- **Task to complete**
Starting from the line containing "point: reed bed", write out every remaining line exactly, the last one included.

- **Records for the exercise**

'''

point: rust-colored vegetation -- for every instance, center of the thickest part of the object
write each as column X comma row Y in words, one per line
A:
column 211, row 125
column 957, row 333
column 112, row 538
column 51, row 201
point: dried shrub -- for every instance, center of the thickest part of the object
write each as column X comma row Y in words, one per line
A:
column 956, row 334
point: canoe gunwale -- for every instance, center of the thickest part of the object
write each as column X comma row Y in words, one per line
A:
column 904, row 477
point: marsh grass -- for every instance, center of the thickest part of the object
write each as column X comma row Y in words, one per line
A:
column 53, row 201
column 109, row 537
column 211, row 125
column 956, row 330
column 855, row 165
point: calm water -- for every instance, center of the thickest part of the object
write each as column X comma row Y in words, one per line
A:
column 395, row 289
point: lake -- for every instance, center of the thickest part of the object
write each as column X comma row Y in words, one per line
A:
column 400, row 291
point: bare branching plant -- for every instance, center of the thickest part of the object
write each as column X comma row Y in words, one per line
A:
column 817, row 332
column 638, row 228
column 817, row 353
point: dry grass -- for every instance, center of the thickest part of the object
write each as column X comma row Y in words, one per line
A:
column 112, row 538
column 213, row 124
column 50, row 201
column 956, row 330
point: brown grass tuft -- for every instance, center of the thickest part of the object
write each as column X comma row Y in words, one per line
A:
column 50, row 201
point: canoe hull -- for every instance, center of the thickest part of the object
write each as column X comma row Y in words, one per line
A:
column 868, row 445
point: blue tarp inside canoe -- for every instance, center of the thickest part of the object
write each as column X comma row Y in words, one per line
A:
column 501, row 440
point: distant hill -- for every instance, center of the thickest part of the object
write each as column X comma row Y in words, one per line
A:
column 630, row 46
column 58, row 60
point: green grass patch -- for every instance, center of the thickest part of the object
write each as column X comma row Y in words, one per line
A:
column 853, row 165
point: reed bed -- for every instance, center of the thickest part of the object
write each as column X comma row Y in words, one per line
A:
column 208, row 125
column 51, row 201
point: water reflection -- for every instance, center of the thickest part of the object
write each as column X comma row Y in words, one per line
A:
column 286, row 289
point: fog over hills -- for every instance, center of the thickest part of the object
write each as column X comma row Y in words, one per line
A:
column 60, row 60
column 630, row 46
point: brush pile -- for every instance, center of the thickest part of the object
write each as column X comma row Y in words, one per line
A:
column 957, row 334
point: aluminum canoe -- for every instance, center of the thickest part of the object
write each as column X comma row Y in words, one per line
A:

'''

- **Exercise answer**
point: reed bed -- for every instance, center of the thickest part of the object
write each as column X comma row Y in words, one per line
A:
column 208, row 125
column 51, row 201
point: water reflection -- for every instance, center of the thickest part of the object
write each as column X comma row Y in words, one per line
A:
column 286, row 289
point: fog over hills -- for every instance, center of the thickest part of the object
write each as column X comma row Y in words, one per line
A:
column 60, row 60
column 630, row 46
point: brush pile -- for every instance, center of the thickest part of the object
write each as column X comma row Y in words, one per line
A:
column 957, row 334
point: aluminum canoe -- for every instance, center of the thickest part of the object
write each as column X comma row Y in words, one per line
A:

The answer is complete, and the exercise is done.